==== TEKS PILIHAN

Dalam laporan terbaru mengenai rokok elektrik yang dirilis oleh Public Health England (PHE), lembaga pemerintah di bawah Department of Health and Social Care Inggris, menyebutkan, berkembangnya persepsi yang salah di masyarakat tentang bahaya rokok elektrik dapat menghalangi para perokok dewasa yang tidak bisa berhenti merokok untuk beralih ke produk tembakau alternatif.

Padahal, PHE menyebutkan, beralih ke produk tembakau alternatif seperti rokok elektrik merupakan salah satu cara efektif untuk membantu para perokok dewasa untuk berhenti merokok.

Sejak 2015 silam, PHE secara aktif membuat penelitian mengenai produk tembakau alternatif dan memperbarui laporan setiap tahun. Dalam laporan keenamnya yang dirilis pada Maret 2020, PHE menyebutkan, terjadi peningkatan jumlah perokok yang percaya bahwa rokok elektrik lebih berbahaya dibandingkan rokok.

Menurut PHE, hal itu tidak sesuai dengan kajian para ahli dari Inggris dan Amerika Serikat dan beberapa negara lainnya yang menyimpulkan bahwa penggunaan rokok elektrik jauh lebih rendah bahayanya dibandingkan dengan rokok.

Menurut PHE, produk tembakau alternatif seperti halnya rokok elektrik tidak sepenuhnya bebas risiko, akan tetapi jauh lebih rendah risiko daripada rokok, hingga mencapai 95 persen. Hal ini disebabkan produk tembakau alternatif tidak melalui proses pembakaran, sehingga secara signifikan menghasilkan kadar zat kimia berbahaya jauh lebih rendah daripada rokok.

========
==== INFORMASI

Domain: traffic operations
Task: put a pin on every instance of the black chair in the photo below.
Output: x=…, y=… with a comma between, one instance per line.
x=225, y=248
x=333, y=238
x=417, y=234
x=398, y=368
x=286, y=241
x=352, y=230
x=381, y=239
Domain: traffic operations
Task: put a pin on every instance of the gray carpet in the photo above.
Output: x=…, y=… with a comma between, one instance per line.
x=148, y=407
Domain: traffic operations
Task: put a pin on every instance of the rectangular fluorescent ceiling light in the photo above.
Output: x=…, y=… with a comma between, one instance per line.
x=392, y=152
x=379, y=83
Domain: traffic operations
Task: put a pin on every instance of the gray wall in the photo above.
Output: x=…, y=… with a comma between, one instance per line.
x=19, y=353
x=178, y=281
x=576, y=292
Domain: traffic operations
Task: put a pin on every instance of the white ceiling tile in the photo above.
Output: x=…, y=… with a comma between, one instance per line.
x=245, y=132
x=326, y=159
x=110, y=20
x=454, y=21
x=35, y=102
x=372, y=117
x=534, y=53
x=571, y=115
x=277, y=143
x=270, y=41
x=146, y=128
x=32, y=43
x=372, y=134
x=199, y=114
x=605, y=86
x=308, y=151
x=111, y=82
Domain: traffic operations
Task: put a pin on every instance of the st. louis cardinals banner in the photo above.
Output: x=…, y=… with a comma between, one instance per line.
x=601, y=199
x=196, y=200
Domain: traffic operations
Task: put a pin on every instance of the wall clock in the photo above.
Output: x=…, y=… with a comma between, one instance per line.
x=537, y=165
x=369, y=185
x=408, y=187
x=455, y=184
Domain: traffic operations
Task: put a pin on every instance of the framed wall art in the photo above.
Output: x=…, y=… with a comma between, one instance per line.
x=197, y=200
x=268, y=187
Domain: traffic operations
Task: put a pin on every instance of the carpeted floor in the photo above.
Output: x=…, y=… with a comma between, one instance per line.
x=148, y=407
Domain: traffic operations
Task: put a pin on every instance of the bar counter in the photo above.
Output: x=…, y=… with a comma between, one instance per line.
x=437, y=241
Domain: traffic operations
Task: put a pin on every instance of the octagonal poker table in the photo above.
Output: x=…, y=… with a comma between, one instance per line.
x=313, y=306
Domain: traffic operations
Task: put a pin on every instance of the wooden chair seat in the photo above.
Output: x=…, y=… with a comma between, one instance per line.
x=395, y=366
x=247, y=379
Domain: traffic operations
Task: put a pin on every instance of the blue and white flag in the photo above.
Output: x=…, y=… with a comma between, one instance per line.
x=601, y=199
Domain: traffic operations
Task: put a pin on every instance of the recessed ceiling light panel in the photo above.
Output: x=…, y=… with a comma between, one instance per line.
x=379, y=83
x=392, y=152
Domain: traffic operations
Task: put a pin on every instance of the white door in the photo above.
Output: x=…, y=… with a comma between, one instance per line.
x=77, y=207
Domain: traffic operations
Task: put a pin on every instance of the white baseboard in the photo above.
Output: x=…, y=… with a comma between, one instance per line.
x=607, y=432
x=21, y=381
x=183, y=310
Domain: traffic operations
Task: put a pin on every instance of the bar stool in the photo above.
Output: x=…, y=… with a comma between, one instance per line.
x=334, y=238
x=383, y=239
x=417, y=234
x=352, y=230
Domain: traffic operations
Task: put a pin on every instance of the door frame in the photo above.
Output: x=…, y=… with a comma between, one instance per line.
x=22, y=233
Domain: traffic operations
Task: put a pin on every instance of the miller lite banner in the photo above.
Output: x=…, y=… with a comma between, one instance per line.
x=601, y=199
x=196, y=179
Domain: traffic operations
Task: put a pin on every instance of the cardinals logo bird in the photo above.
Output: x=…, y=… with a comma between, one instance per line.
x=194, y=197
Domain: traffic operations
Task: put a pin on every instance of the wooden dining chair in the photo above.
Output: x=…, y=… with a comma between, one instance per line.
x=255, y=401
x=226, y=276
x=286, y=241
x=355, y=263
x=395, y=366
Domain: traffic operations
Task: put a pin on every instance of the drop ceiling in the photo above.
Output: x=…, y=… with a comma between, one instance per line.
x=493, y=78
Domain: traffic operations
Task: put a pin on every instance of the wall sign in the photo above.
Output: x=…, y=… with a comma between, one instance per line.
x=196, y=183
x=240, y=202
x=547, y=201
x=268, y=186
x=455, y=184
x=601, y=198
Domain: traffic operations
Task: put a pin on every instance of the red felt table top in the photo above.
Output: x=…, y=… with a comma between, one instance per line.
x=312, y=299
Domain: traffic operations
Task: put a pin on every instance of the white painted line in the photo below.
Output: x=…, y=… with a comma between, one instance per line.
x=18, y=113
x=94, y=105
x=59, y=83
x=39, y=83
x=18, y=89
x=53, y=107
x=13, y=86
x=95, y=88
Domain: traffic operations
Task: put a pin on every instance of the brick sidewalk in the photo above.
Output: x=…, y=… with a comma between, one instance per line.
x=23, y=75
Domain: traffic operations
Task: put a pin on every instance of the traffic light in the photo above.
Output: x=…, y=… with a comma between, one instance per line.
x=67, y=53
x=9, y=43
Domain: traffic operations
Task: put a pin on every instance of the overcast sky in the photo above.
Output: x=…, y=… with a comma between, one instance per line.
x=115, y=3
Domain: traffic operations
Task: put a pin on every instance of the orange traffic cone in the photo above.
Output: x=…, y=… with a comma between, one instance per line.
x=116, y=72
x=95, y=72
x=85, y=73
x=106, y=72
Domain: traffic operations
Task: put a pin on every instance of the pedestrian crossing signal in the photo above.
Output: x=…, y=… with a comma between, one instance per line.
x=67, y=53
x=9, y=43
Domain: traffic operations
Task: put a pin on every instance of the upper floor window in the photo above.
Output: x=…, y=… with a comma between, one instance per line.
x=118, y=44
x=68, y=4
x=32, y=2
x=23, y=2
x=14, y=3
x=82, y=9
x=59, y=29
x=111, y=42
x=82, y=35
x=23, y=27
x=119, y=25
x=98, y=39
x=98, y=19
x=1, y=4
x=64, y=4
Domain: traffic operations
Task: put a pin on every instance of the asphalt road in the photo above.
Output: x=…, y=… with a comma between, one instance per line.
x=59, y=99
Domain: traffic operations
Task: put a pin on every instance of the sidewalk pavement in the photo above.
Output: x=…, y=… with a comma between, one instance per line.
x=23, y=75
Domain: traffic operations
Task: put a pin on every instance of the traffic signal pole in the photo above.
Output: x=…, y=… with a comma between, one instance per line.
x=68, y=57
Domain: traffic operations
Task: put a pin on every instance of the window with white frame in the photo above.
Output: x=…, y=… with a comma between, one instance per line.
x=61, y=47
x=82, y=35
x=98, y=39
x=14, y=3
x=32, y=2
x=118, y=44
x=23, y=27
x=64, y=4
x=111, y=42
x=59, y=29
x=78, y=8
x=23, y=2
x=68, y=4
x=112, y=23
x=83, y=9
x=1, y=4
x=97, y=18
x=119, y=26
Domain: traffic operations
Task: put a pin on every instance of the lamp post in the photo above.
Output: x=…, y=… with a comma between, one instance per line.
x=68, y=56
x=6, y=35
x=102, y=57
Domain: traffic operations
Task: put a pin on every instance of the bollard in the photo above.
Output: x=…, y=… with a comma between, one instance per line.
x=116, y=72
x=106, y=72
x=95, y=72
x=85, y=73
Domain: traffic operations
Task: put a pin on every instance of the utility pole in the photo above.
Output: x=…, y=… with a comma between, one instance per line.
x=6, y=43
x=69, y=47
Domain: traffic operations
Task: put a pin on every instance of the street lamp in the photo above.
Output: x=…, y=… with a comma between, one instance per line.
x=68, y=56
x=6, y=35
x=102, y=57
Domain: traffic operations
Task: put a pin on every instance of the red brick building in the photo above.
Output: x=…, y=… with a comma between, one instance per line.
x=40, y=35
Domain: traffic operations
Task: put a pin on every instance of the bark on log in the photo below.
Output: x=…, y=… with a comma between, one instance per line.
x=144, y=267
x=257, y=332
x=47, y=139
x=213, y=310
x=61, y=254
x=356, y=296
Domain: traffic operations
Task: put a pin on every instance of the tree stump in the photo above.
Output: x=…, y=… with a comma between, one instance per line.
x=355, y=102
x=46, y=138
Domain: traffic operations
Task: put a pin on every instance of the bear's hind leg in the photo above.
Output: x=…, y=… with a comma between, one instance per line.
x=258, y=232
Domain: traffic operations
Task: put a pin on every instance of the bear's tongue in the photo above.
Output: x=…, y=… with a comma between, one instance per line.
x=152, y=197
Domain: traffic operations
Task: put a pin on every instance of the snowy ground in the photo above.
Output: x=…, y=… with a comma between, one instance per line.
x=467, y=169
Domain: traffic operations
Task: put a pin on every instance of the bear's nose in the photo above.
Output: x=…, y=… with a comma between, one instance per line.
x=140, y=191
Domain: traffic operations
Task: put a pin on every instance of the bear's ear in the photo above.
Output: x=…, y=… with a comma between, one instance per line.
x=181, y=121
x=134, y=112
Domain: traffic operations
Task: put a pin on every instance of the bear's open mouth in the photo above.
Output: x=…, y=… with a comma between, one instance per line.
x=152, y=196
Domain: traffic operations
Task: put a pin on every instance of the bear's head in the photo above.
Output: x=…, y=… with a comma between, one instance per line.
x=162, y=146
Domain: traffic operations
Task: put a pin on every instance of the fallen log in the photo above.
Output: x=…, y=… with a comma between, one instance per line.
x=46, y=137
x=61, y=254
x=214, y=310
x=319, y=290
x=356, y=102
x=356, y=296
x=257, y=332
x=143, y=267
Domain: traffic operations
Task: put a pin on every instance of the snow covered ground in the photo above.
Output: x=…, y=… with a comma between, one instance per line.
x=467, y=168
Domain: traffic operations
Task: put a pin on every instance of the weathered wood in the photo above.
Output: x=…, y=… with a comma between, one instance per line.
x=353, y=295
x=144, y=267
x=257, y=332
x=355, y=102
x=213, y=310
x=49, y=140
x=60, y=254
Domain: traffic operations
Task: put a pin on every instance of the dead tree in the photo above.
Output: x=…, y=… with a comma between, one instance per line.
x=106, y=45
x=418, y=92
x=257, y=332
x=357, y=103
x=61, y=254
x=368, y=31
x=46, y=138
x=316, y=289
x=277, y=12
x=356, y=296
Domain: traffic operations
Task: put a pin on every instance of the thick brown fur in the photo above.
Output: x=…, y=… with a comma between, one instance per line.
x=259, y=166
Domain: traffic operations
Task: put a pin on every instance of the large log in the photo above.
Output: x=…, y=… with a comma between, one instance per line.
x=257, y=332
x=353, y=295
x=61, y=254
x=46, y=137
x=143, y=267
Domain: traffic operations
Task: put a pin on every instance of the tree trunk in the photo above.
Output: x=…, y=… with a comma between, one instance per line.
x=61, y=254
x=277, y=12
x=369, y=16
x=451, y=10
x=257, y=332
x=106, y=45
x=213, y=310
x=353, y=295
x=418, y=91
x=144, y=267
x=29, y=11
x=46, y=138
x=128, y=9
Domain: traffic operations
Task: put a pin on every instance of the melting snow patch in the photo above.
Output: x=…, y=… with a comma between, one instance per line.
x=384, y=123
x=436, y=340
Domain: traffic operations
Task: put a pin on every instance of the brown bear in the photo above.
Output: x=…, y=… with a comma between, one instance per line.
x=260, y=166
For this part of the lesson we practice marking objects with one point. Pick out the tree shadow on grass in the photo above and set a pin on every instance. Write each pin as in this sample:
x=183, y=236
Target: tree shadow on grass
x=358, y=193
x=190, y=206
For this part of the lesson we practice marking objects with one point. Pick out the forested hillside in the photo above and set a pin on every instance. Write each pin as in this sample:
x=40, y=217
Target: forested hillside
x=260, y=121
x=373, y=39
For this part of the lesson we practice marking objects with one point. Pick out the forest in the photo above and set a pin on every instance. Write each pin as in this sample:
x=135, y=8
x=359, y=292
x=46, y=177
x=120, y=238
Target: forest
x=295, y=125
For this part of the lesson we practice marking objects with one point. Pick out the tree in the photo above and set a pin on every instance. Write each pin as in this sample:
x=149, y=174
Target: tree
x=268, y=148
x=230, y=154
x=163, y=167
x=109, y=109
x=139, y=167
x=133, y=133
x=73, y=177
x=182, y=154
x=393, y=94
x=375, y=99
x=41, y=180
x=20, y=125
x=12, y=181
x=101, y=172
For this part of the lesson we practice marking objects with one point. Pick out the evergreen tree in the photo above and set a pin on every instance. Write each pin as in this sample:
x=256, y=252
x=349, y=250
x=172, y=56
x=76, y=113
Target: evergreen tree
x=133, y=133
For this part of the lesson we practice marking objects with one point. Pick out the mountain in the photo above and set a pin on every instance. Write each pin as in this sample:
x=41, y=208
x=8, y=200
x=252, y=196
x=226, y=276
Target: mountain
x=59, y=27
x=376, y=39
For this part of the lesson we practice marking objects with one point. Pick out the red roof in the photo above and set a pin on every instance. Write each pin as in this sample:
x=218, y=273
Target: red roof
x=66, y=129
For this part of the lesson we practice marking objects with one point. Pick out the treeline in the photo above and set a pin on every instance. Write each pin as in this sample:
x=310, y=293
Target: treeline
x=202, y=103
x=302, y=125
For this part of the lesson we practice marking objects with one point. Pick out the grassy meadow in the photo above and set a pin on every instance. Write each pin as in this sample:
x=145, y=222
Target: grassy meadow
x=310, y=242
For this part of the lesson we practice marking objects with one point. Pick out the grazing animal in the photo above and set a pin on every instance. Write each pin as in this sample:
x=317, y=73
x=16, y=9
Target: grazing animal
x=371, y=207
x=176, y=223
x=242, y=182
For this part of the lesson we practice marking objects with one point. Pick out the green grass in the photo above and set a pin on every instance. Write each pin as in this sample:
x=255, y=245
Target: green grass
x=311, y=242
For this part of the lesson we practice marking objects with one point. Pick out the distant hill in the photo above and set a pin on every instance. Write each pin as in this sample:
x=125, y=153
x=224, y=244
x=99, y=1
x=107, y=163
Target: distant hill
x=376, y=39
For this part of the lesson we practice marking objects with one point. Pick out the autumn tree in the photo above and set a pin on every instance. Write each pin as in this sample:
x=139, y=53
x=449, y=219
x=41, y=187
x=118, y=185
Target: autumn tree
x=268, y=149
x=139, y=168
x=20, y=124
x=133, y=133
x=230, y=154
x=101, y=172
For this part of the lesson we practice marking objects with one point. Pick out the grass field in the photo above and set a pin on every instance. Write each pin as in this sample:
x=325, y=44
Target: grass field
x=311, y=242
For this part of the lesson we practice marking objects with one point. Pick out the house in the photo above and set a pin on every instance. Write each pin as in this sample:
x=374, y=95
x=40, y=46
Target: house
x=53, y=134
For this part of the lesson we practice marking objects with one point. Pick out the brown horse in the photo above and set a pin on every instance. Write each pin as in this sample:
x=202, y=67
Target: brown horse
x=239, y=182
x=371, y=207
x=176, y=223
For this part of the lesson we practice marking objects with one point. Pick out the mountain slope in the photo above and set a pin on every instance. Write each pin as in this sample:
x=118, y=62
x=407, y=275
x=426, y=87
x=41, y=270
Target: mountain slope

========

• SOAL
Perbarui bagian teks tentang rokok elektrik antara "Sejak 2015 silam, PHE" dan "rendah daripada rokok.", termasuk kedua ujungnya, dengan mengganti "signifikan" menjadi "nyata". Tuliskan bagian itu setelah diubah.

• JAWABAN
Sejak 2015 silam, PHE secara aktif membuat penelitian mengenai produk tembakau alternatif dan memperbarui laporan setiap tahun. Dalam laporan keenamnya yang dirilis pada Maret 2020, PHE menyebutkan, terjadi peningkatan jumlah perokok yang percaya bahwa rokok elektrik lebih berbahaya dibandingkan rokok.

Menurut PHE, hal itu tidak sesuai dengan kajian para ahli dari Inggris dan Amerika Serikat dan beberapa negara lainnya yang menyimpulkan bahwa penggunaan rokok elektrik jauh lebih rendah bahayanya dibandingkan dengan rokok.

Menurut PHE, produk tembakau alternatif seperti halnya rokok elektrik tidak sepenuhnya bebas risiko, akan tetapi jauh lebih rendah risiko daripada rokok, hingga mencapai 95 persen. Hal ini disebabkan produk tembakau alternatif tidak melalui proses pembakaran, sehingga secara nyata menghasilkan kadar zat kimia berbahaya jauh lebih rendah daripada rokok.